_Written exercise_
Copy the lines below, replacing every "even-odd" with "nonzero" and leaving everything else unchanged.

— Start Task material —

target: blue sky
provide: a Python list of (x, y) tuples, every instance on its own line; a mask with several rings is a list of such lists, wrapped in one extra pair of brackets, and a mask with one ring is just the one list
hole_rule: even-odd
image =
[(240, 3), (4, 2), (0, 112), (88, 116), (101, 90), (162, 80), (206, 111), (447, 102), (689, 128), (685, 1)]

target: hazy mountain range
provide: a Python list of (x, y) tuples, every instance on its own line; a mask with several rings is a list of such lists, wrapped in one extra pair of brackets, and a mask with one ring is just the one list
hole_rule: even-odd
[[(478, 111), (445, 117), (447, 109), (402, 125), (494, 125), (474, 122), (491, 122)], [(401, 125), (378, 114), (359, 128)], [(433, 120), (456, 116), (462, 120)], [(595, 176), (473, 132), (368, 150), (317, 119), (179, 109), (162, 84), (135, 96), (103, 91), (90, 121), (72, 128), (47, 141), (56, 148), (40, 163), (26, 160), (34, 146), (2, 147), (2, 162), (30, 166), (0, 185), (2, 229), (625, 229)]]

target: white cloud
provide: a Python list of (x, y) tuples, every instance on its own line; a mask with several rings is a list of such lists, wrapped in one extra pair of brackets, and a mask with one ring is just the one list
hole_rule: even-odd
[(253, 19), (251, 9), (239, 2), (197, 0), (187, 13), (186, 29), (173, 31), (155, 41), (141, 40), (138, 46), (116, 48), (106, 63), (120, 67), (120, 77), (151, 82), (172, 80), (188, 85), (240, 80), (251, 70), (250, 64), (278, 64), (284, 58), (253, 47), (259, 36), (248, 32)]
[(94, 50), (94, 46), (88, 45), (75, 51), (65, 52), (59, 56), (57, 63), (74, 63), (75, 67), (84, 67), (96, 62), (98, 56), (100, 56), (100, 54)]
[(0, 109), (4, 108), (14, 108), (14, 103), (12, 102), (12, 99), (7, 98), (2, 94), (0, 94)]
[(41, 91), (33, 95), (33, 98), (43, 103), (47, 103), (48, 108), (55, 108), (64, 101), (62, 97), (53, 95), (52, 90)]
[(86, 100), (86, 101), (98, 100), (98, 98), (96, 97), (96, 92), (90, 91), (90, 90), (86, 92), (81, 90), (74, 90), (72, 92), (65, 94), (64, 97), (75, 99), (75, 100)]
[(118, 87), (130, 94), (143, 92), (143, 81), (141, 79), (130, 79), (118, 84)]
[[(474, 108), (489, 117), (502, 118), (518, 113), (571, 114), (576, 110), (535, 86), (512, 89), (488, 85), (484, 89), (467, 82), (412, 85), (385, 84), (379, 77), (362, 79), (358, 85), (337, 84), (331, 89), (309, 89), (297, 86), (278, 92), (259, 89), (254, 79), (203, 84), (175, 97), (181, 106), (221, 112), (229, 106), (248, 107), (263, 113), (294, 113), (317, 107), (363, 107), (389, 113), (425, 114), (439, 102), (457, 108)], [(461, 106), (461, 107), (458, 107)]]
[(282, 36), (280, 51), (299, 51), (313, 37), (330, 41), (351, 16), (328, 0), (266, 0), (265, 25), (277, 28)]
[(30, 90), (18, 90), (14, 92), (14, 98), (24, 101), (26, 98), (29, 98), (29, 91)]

— End Task material —

_Complete response_
target: blue sky
provide: a Python list of (x, y) tuples, every instance on its own line; a mask with several rings is a list of such lists, wrapped in one extra pair of brackets, and a mask with one ring is just the one list
hole_rule: nonzero
image =
[(240, 3), (4, 2), (0, 112), (88, 116), (101, 90), (162, 80), (206, 111), (447, 102), (689, 128), (685, 1)]

target: hazy mountain range
provide: a Python list of (x, y) tuples, every instance on its own line; a mask with several rings is a list of such lists, wrapped in one extra pair of brackets, and a mask with one ring is just the one list
hole_rule: nonzero
[[(478, 111), (445, 117), (447, 109), (402, 125), (494, 125), (474, 122), (491, 122)], [(401, 125), (378, 114), (359, 128)], [(433, 120), (456, 116), (462, 120)], [(595, 176), (473, 132), (368, 150), (317, 119), (179, 109), (162, 84), (135, 96), (103, 91), (90, 121), (72, 128), (47, 141), (56, 148), (40, 163), (26, 160), (34, 146), (2, 147), (2, 162), (30, 166), (0, 185), (2, 229), (625, 229)]]

target: white cloud
provide: a Python list of (x, y) tuples, every instance on its own line; a mask with several rings is a list of such lists, wrapped in one extra pair of brackets, and a mask with one ring is just the one list
hole_rule: nonzero
[(253, 19), (251, 9), (239, 2), (197, 0), (187, 13), (186, 29), (173, 31), (155, 41), (141, 40), (138, 46), (116, 48), (106, 63), (120, 67), (120, 77), (151, 82), (172, 80), (188, 85), (240, 80), (251, 70), (250, 64), (278, 64), (284, 58), (253, 47), (259, 36), (248, 32)]
[(94, 50), (94, 46), (88, 45), (75, 51), (65, 52), (59, 56), (57, 63), (74, 63), (75, 67), (84, 67), (96, 62), (98, 56), (100, 56), (100, 54)]
[(0, 109), (4, 108), (14, 108), (14, 103), (12, 102), (12, 99), (7, 98), (2, 94), (0, 94)]
[(41, 91), (33, 95), (33, 98), (43, 103), (47, 103), (48, 108), (55, 108), (64, 101), (62, 97), (53, 95), (52, 90)]
[(86, 100), (86, 101), (98, 100), (98, 98), (96, 97), (96, 92), (90, 91), (90, 90), (86, 92), (81, 90), (74, 90), (72, 92), (65, 94), (64, 97), (75, 99), (75, 100)]
[(118, 87), (130, 94), (143, 92), (143, 81), (141, 79), (130, 79), (118, 84)]
[[(474, 108), (489, 117), (502, 118), (518, 113), (571, 114), (576, 110), (535, 86), (512, 89), (488, 85), (484, 89), (467, 82), (412, 85), (385, 84), (379, 77), (362, 79), (358, 85), (337, 84), (331, 89), (309, 89), (297, 86), (278, 92), (259, 89), (254, 79), (203, 84), (175, 97), (181, 106), (221, 112), (229, 106), (248, 107), (263, 113), (294, 113), (317, 107), (363, 107), (389, 113), (425, 114), (439, 102), (457, 108)], [(461, 106), (461, 107), (458, 107)]]
[(282, 36), (280, 51), (299, 51), (313, 37), (330, 41), (351, 16), (328, 0), (266, 0), (265, 25), (277, 28)]
[(30, 90), (18, 90), (14, 92), (14, 98), (24, 101), (26, 98), (29, 98), (29, 91)]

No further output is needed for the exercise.